### Do this
Please pull out the stretch of the material below from its start through the line containing "M 177 8 L 172", reproducing it verbatim, and leave the pictures out of your answer.

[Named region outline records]
-- Start --
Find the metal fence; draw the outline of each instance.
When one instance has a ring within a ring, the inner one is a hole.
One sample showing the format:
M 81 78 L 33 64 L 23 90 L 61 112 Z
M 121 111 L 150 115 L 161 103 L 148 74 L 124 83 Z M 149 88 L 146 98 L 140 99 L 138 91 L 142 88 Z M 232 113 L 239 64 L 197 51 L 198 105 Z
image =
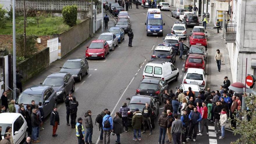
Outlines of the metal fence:
M 225 21 L 224 25 L 226 32 L 236 32 L 237 31 L 237 25 L 234 21 Z

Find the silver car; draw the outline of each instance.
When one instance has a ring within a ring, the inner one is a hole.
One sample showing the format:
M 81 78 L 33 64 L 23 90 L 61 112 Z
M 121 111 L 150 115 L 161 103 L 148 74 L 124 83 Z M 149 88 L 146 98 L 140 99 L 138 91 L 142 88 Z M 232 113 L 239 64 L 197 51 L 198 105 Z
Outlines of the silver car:
M 112 50 L 114 50 L 115 47 L 118 46 L 118 38 L 114 33 L 103 33 L 99 35 L 98 39 L 104 40 L 106 41 L 109 45 L 109 49 Z
M 177 8 L 172 11 L 172 17 L 175 17 L 175 18 L 179 17 L 179 15 L 183 12 L 186 11 L 184 8 Z

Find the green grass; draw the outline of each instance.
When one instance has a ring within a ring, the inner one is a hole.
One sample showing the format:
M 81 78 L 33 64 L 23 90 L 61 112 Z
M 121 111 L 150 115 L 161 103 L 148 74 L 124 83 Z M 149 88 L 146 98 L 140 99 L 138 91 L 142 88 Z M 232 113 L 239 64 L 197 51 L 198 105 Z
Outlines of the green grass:
M 26 27 L 26 32 L 27 35 L 51 35 L 54 33 L 60 33 L 68 30 L 70 27 L 63 22 L 62 17 L 42 17 L 39 21 L 39 27 L 38 27 L 37 22 L 35 17 L 27 17 L 28 21 L 32 19 L 32 22 L 28 24 Z M 24 19 L 22 16 L 16 17 L 16 33 L 24 33 L 24 26 L 23 24 Z M 77 23 L 81 22 L 81 21 L 78 20 Z M 11 35 L 13 33 L 12 21 L 9 21 L 6 24 L 4 29 L 1 29 L 0 34 Z

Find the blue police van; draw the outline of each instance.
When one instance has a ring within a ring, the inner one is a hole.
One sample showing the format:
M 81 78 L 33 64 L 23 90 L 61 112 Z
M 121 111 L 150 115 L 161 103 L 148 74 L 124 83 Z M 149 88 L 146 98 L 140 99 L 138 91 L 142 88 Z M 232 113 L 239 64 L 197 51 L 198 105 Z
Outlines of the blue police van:
M 145 25 L 147 26 L 147 36 L 150 35 L 163 36 L 163 26 L 165 23 L 163 22 L 163 17 L 160 9 L 149 8 L 147 15 Z

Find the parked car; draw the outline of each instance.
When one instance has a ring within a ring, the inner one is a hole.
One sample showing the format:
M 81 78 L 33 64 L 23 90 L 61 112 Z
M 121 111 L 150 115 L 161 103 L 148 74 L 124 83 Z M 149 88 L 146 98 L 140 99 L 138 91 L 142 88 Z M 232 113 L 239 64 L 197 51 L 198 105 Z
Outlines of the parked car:
M 155 58 L 163 58 L 169 59 L 171 63 L 175 63 L 176 60 L 176 53 L 173 47 L 159 44 L 156 47 L 151 55 L 151 59 Z
M 109 49 L 113 50 L 115 47 L 118 46 L 118 38 L 114 33 L 104 33 L 99 35 L 98 38 L 98 40 L 104 40 L 109 44 Z
M 204 56 L 206 62 L 208 57 L 208 51 L 204 46 L 198 45 L 191 45 L 187 54 L 187 57 L 191 54 L 202 54 Z
M 2 139 L 8 127 L 12 128 L 12 136 L 13 143 L 21 143 L 23 140 L 29 136 L 28 125 L 26 120 L 20 113 L 0 113 L 0 126 L 2 127 L 1 136 Z
M 47 76 L 41 84 L 51 86 L 56 92 L 58 101 L 63 102 L 69 92 L 75 91 L 75 81 L 69 73 L 53 73 Z
M 165 90 L 169 90 L 168 83 L 162 79 L 146 78 L 141 80 L 141 84 L 136 90 L 136 95 L 150 95 L 162 102 L 163 94 Z
M 125 39 L 125 31 L 121 28 L 112 27 L 109 29 L 109 32 L 115 34 L 118 42 L 121 43 L 122 40 Z
M 122 28 L 125 32 L 127 33 L 131 29 L 131 24 L 129 20 L 120 19 L 117 21 L 115 27 Z
M 202 45 L 207 48 L 208 44 L 206 37 L 207 36 L 207 35 L 205 35 L 205 34 L 203 33 L 200 32 L 193 33 L 191 36 L 189 37 L 189 45 Z
M 105 40 L 94 40 L 87 46 L 85 53 L 87 58 L 106 58 L 107 54 L 109 53 L 109 46 Z
M 182 8 L 177 8 L 172 11 L 172 17 L 175 17 L 175 19 L 179 17 L 183 12 L 186 11 L 186 10 Z
M 189 68 L 200 68 L 205 70 L 205 62 L 202 55 L 199 54 L 190 54 L 186 61 L 185 65 L 185 71 Z
M 19 96 L 15 104 L 16 112 L 18 113 L 19 104 L 24 104 L 26 109 L 27 105 L 31 104 L 32 100 L 38 105 L 39 102 L 42 102 L 45 117 L 50 114 L 54 107 L 57 106 L 58 104 L 56 92 L 51 86 L 34 86 L 26 89 Z
M 112 14 L 114 15 L 114 16 L 115 17 L 117 16 L 119 12 L 121 11 L 124 11 L 125 10 L 124 8 L 121 6 L 117 6 L 113 8 L 113 10 L 112 11 Z
M 182 83 L 198 85 L 200 89 L 204 90 L 205 89 L 207 81 L 207 77 L 203 70 L 189 68 L 184 74 Z
M 87 61 L 83 58 L 67 60 L 62 67 L 61 72 L 68 72 L 74 78 L 75 81 L 81 81 L 82 77 L 89 72 L 89 65 Z
M 126 100 L 130 100 L 128 105 L 128 108 L 130 109 L 130 111 L 128 111 L 128 123 L 130 123 L 131 122 L 135 109 L 138 109 L 140 111 L 142 111 L 143 108 L 145 107 L 145 104 L 147 102 L 152 110 L 152 114 L 150 118 L 150 122 L 152 128 L 154 128 L 155 121 L 158 115 L 159 100 L 153 97 L 144 95 L 134 95 L 132 96 L 130 99 L 129 97 L 127 98 Z

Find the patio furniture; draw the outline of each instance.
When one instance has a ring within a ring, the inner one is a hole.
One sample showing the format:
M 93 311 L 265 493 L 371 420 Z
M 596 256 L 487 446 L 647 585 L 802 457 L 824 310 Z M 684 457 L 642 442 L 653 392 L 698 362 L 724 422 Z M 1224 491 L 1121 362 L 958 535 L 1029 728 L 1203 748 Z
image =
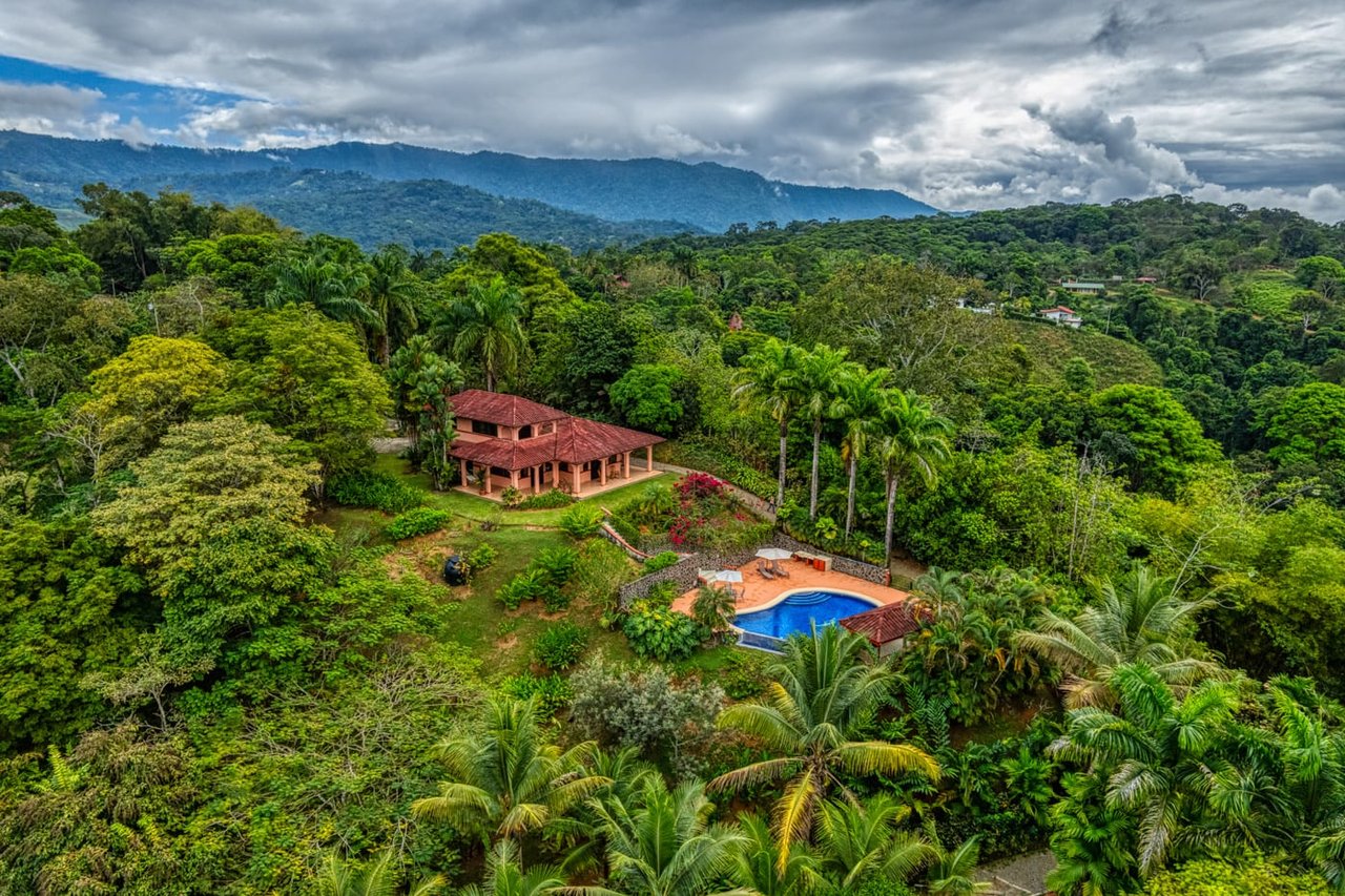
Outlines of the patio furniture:
M 788 560 L 791 556 L 792 554 L 784 548 L 763 548 L 761 550 L 757 552 L 757 557 L 771 562 L 771 572 L 784 578 L 788 578 L 790 573 L 784 570 L 784 568 L 780 565 L 780 561 Z

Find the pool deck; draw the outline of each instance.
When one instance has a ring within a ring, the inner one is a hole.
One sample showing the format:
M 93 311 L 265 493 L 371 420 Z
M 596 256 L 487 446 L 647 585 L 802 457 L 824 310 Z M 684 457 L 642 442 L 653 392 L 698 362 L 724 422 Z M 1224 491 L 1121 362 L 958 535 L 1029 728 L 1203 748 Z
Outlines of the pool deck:
M 904 591 L 897 591 L 896 588 L 889 588 L 886 585 L 876 585 L 872 581 L 865 581 L 841 572 L 822 572 L 819 569 L 814 569 L 811 565 L 800 560 L 781 560 L 780 566 L 790 572 L 788 578 L 763 578 L 756 570 L 755 560 L 744 566 L 738 566 L 738 572 L 742 573 L 742 584 L 733 585 L 734 589 L 741 592 L 737 604 L 738 612 L 769 604 L 784 592 L 799 589 L 843 591 L 851 595 L 870 597 L 877 600 L 884 607 L 911 597 L 911 595 Z M 720 587 L 722 588 L 724 585 Z M 693 588 L 674 600 L 672 609 L 690 615 L 691 604 L 695 603 L 695 592 L 697 589 Z

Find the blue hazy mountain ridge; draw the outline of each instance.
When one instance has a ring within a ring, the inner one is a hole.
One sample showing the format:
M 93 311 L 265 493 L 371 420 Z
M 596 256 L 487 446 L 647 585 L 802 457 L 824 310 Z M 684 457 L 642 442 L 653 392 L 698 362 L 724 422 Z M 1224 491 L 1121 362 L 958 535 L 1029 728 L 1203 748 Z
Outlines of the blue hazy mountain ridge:
M 447 180 L 379 180 L 355 171 L 272 168 L 176 175 L 167 184 L 130 179 L 125 186 L 147 192 L 167 186 L 190 192 L 198 202 L 250 204 L 304 233 L 346 237 L 366 250 L 397 242 L 451 252 L 483 233 L 507 231 L 529 242 L 554 242 L 582 252 L 699 231 L 681 221 L 604 221 Z
M 277 167 L 359 172 L 379 180 L 445 180 L 508 199 L 535 199 L 609 222 L 675 221 L 710 231 L 722 231 L 736 222 L 853 221 L 937 213 L 893 190 L 791 184 L 707 161 L 534 159 L 370 143 L 258 151 L 132 147 L 118 140 L 0 132 L 0 178 L 11 188 L 27 182 L 51 199 L 93 180 L 112 186 L 134 180 L 152 187 L 186 183 L 186 175 Z

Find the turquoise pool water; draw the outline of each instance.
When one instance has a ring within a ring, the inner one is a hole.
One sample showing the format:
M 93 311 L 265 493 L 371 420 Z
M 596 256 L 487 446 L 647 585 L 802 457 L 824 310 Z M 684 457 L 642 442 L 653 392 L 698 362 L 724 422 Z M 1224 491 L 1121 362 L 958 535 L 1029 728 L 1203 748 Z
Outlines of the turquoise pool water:
M 788 638 L 796 632 L 808 632 L 812 624 L 818 627 L 873 609 L 878 604 L 854 595 L 834 591 L 804 591 L 790 595 L 773 607 L 749 609 L 738 613 L 733 623 L 742 631 L 768 638 Z

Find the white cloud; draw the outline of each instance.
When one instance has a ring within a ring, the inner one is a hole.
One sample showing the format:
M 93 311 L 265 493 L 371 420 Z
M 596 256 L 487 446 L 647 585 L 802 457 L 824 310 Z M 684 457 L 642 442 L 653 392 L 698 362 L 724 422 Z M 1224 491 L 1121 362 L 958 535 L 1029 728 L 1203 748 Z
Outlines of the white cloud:
M 3 20 L 0 52 L 253 97 L 191 110 L 183 143 L 659 155 L 947 209 L 1186 190 L 1341 217 L 1338 0 L 48 0 Z M 114 126 L 52 102 L 0 116 Z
-- End --
### The solution
Find the metal fence; draw the outline of each instance.
When one instance has a ring within a ring, the inner one is a hole.
One sample showing the format:
M 81 78 L 33 64 L 23 90 L 61 112 Z
M 121 111 L 150 115 L 161 103 L 148 74 L 124 83 Z M 149 88 L 146 98 L 140 99 L 138 91 L 142 88 Z M 232 113 L 239 64 L 197 51 L 198 105 Z
image =
Outlines of the metal fence:
M 225 21 L 224 25 L 226 32 L 236 32 L 237 31 L 237 25 L 234 21 Z

Find the silver car; draw the outline of each instance.
When one instance has a ring within a ring, the inner one is a hole.
One sample showing the format:
M 81 78 L 33 64 L 23 90 L 61 112 Z
M 121 111 L 150 115 L 161 103 L 148 74 L 124 83 Z M 149 88 L 146 98 L 140 99 L 138 91 L 142 88 Z M 232 113 L 239 64 L 197 51 L 198 105 Z
Outlines of the silver car:
M 112 50 L 114 50 L 115 47 L 118 46 L 118 38 L 114 33 L 103 33 L 99 35 L 98 39 L 104 40 L 106 41 L 109 45 L 109 49 Z
M 177 8 L 172 11 L 172 17 L 175 17 L 175 18 L 179 17 L 179 15 L 183 12 L 186 11 L 184 8 Z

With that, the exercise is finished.